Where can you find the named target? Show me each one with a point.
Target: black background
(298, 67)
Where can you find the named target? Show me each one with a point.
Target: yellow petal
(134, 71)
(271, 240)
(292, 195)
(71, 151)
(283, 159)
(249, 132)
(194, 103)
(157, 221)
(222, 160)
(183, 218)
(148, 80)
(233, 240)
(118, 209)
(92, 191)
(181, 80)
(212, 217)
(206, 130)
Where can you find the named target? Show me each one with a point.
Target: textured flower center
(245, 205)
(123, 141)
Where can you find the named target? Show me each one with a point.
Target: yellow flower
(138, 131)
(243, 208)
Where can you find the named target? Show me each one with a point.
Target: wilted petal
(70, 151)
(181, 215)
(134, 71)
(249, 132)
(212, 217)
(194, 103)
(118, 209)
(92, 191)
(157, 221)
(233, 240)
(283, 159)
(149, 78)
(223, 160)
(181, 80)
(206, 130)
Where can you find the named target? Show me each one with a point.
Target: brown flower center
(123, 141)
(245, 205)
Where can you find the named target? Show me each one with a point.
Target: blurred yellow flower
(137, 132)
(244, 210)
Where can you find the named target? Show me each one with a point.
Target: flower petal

******************************

_Your goal_: Copy down the whole of the data above, matching it exactly.

_The result_:
Where can you find the named target? Show me each one with a point.
Target: black background
(298, 67)
Where can you find the named target? Show me each one with a point.
Target: yellow petal
(134, 71)
(271, 240)
(292, 195)
(71, 151)
(283, 159)
(249, 132)
(194, 103)
(157, 221)
(222, 160)
(183, 218)
(148, 80)
(233, 240)
(118, 209)
(92, 191)
(181, 80)
(212, 217)
(206, 130)
Where can you find the named target? Show me each one with a point.
Target: textured flower center
(245, 205)
(123, 141)
Where can you find the named target? Show me each one with a point.
Target: yellow flower
(138, 131)
(243, 208)
Where can you find the named target? Show me each one with a point.
Target: wilted petal
(70, 151)
(181, 215)
(134, 71)
(249, 132)
(212, 217)
(194, 103)
(118, 209)
(92, 191)
(157, 221)
(233, 240)
(283, 159)
(149, 78)
(223, 160)
(181, 80)
(206, 130)
Where can you find the named target? Show me each one with a point.
Target: brown flower center
(123, 141)
(245, 205)
Where can you find the named target? Show me each one with a point.
Target: blurred yellow flower
(137, 132)
(244, 210)
Where can you find the named target? Show me each one with a point.
Target: flower petal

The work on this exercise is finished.